::: Data provided :::
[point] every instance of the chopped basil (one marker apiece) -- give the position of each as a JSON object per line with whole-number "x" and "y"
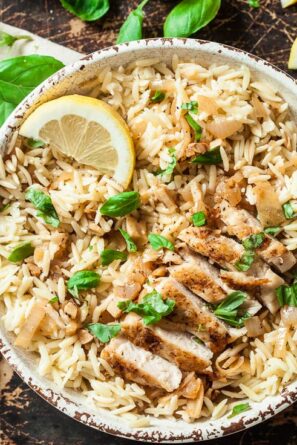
{"x": 82, "y": 280}
{"x": 190, "y": 106}
{"x": 288, "y": 210}
{"x": 195, "y": 126}
{"x": 211, "y": 157}
{"x": 158, "y": 242}
{"x": 104, "y": 332}
{"x": 121, "y": 204}
{"x": 44, "y": 205}
{"x": 287, "y": 295}
{"x": 239, "y": 409}
{"x": 245, "y": 261}
{"x": 227, "y": 310}
{"x": 254, "y": 241}
{"x": 273, "y": 231}
{"x": 199, "y": 219}
{"x": 158, "y": 96}
{"x": 131, "y": 246}
{"x": 151, "y": 309}
{"x": 20, "y": 252}
{"x": 110, "y": 255}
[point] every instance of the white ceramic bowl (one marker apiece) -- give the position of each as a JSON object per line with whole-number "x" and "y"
{"x": 68, "y": 81}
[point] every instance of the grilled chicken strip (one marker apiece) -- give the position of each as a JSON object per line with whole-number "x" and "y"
{"x": 242, "y": 224}
{"x": 176, "y": 347}
{"x": 141, "y": 366}
{"x": 194, "y": 315}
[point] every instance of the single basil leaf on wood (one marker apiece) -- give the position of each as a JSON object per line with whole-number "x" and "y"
{"x": 104, "y": 332}
{"x": 20, "y": 252}
{"x": 121, "y": 204}
{"x": 19, "y": 76}
{"x": 86, "y": 10}
{"x": 131, "y": 29}
{"x": 189, "y": 16}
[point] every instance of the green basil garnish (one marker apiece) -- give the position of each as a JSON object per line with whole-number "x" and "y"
{"x": 104, "y": 332}
{"x": 82, "y": 280}
{"x": 86, "y": 10}
{"x": 110, "y": 255}
{"x": 131, "y": 246}
{"x": 211, "y": 157}
{"x": 188, "y": 16}
{"x": 242, "y": 407}
{"x": 21, "y": 252}
{"x": 159, "y": 242}
{"x": 44, "y": 205}
{"x": 121, "y": 204}
{"x": 199, "y": 219}
{"x": 152, "y": 308}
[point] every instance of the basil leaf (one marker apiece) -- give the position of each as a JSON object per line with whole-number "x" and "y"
{"x": 109, "y": 255}
{"x": 287, "y": 295}
{"x": 104, "y": 332}
{"x": 288, "y": 210}
{"x": 152, "y": 308}
{"x": 20, "y": 252}
{"x": 121, "y": 204}
{"x": 158, "y": 96}
{"x": 211, "y": 157}
{"x": 131, "y": 29}
{"x": 242, "y": 407}
{"x": 82, "y": 280}
{"x": 159, "y": 242}
{"x": 196, "y": 127}
{"x": 8, "y": 39}
{"x": 189, "y": 16}
{"x": 273, "y": 231}
{"x": 199, "y": 219}
{"x": 245, "y": 261}
{"x": 254, "y": 241}
{"x": 43, "y": 203}
{"x": 131, "y": 246}
{"x": 86, "y": 10}
{"x": 190, "y": 106}
{"x": 19, "y": 76}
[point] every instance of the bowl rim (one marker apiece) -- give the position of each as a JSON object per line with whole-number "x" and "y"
{"x": 9, "y": 352}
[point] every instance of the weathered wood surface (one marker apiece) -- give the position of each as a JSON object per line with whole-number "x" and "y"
{"x": 267, "y": 32}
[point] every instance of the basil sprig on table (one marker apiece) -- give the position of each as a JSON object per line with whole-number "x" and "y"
{"x": 131, "y": 29}
{"x": 104, "y": 332}
{"x": 110, "y": 255}
{"x": 159, "y": 242}
{"x": 21, "y": 252}
{"x": 121, "y": 204}
{"x": 227, "y": 310}
{"x": 82, "y": 280}
{"x": 44, "y": 205}
{"x": 87, "y": 10}
{"x": 19, "y": 76}
{"x": 152, "y": 308}
{"x": 189, "y": 16}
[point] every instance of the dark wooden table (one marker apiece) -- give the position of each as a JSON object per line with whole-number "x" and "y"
{"x": 267, "y": 32}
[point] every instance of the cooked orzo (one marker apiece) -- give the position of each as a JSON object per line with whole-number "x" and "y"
{"x": 174, "y": 297}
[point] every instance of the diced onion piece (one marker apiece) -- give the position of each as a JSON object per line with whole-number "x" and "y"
{"x": 31, "y": 324}
{"x": 268, "y": 205}
{"x": 223, "y": 128}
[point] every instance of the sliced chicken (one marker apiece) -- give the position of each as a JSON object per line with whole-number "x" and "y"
{"x": 176, "y": 347}
{"x": 242, "y": 224}
{"x": 195, "y": 315}
{"x": 210, "y": 243}
{"x": 141, "y": 366}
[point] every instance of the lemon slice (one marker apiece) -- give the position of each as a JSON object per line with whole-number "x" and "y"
{"x": 87, "y": 130}
{"x": 292, "y": 65}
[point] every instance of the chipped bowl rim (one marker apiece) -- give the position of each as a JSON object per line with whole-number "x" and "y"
:::
• [Task statement]: Write out the records above exactly as they stand, leaving out every picture.

• [Correct result]:
[point] every instance of the chopped basil (one marker apiece) -- give the position of each as a JSON object per line with whole-number "x" and "y"
{"x": 82, "y": 280}
{"x": 190, "y": 106}
{"x": 288, "y": 210}
{"x": 195, "y": 126}
{"x": 211, "y": 157}
{"x": 158, "y": 242}
{"x": 104, "y": 332}
{"x": 121, "y": 204}
{"x": 44, "y": 205}
{"x": 287, "y": 295}
{"x": 239, "y": 409}
{"x": 245, "y": 261}
{"x": 227, "y": 310}
{"x": 254, "y": 241}
{"x": 273, "y": 231}
{"x": 199, "y": 219}
{"x": 158, "y": 96}
{"x": 131, "y": 246}
{"x": 151, "y": 309}
{"x": 20, "y": 252}
{"x": 110, "y": 255}
[point] every instance of the white ceramic bowl (one marker apiece) -- give the position of each as a JSON object per line with whole-number "x" and "y"
{"x": 68, "y": 81}
[point] every instance of the grilled chicken strip (one marker apiece) -- give the position of each as a JSON object per line with whole-number "x" and "y"
{"x": 242, "y": 224}
{"x": 176, "y": 347}
{"x": 141, "y": 366}
{"x": 194, "y": 315}
[point] every instance of the single basil leaf on wood (one marker apiece) -- give the position of each as a JSON object per line with whole-number "x" and "y"
{"x": 104, "y": 332}
{"x": 20, "y": 252}
{"x": 121, "y": 204}
{"x": 19, "y": 76}
{"x": 86, "y": 10}
{"x": 131, "y": 29}
{"x": 189, "y": 16}
[point] every instance of the green basil garnish (one marker apiece) -- give the position of each as a JSON object per line with whole-number "x" and "y"
{"x": 104, "y": 332}
{"x": 82, "y": 280}
{"x": 86, "y": 10}
{"x": 110, "y": 255}
{"x": 131, "y": 246}
{"x": 211, "y": 157}
{"x": 188, "y": 16}
{"x": 242, "y": 407}
{"x": 21, "y": 252}
{"x": 159, "y": 242}
{"x": 44, "y": 205}
{"x": 121, "y": 204}
{"x": 199, "y": 219}
{"x": 152, "y": 308}
[point] every instance of the basil leaf (one marker apiece) -- give the position of each as a JSON object per line with whole-number "x" and "y"
{"x": 109, "y": 255}
{"x": 287, "y": 295}
{"x": 104, "y": 332}
{"x": 288, "y": 210}
{"x": 152, "y": 308}
{"x": 20, "y": 252}
{"x": 121, "y": 204}
{"x": 158, "y": 96}
{"x": 211, "y": 157}
{"x": 131, "y": 29}
{"x": 242, "y": 407}
{"x": 82, "y": 280}
{"x": 159, "y": 242}
{"x": 196, "y": 127}
{"x": 8, "y": 39}
{"x": 189, "y": 16}
{"x": 273, "y": 231}
{"x": 199, "y": 219}
{"x": 245, "y": 261}
{"x": 254, "y": 241}
{"x": 43, "y": 203}
{"x": 131, "y": 246}
{"x": 86, "y": 10}
{"x": 190, "y": 106}
{"x": 19, "y": 76}
[point] every instance of the bowl rim (one marker apiece) -- give the position of each as a JSON object per line with whole-number "x" and "y"
{"x": 9, "y": 352}
[point] every instance of the weathered wood surface (one marker apiece) -- give the position of each as a JSON object per line with whole-number "x" and "y"
{"x": 267, "y": 32}
[point] every instance of the basil sprig on table (one marker apiece) -- give the position of each as a JSON object per line with whole-number "x" and "y"
{"x": 131, "y": 29}
{"x": 104, "y": 332}
{"x": 110, "y": 255}
{"x": 159, "y": 242}
{"x": 21, "y": 252}
{"x": 121, "y": 204}
{"x": 227, "y": 310}
{"x": 82, "y": 280}
{"x": 44, "y": 205}
{"x": 87, "y": 10}
{"x": 19, "y": 76}
{"x": 152, "y": 308}
{"x": 189, "y": 16}
[point] every instance of the dark wooden table (one marker apiece) -- give the position of each as a JSON object per line with whole-number "x" and "y"
{"x": 267, "y": 32}
[point] every instance of the cooked orzo (one marker apiece) -- give the position of each as a JSON object per line with whole-number "x" and "y"
{"x": 174, "y": 297}
[point] every instance of the diced onion piece (one marker apiece) -- give the position of each as a JSON object per line with whole-number "x" and "y"
{"x": 31, "y": 324}
{"x": 268, "y": 205}
{"x": 223, "y": 128}
[point] every instance of the sliced chicken (one marker apiece) -- give the position of each as a JSON object per line with whole-number "x" and "y"
{"x": 176, "y": 347}
{"x": 242, "y": 224}
{"x": 195, "y": 315}
{"x": 210, "y": 243}
{"x": 141, "y": 366}
[point] every instance of the lemon slice (one marker apiece) -- give the position of each as a JSON object per line with whole-number "x" and "y"
{"x": 87, "y": 130}
{"x": 292, "y": 65}
[point] every instance of the chipped bowl rim (one marker apiece) -- give the position of each as a JSON object per line with whole-number "x" and "y"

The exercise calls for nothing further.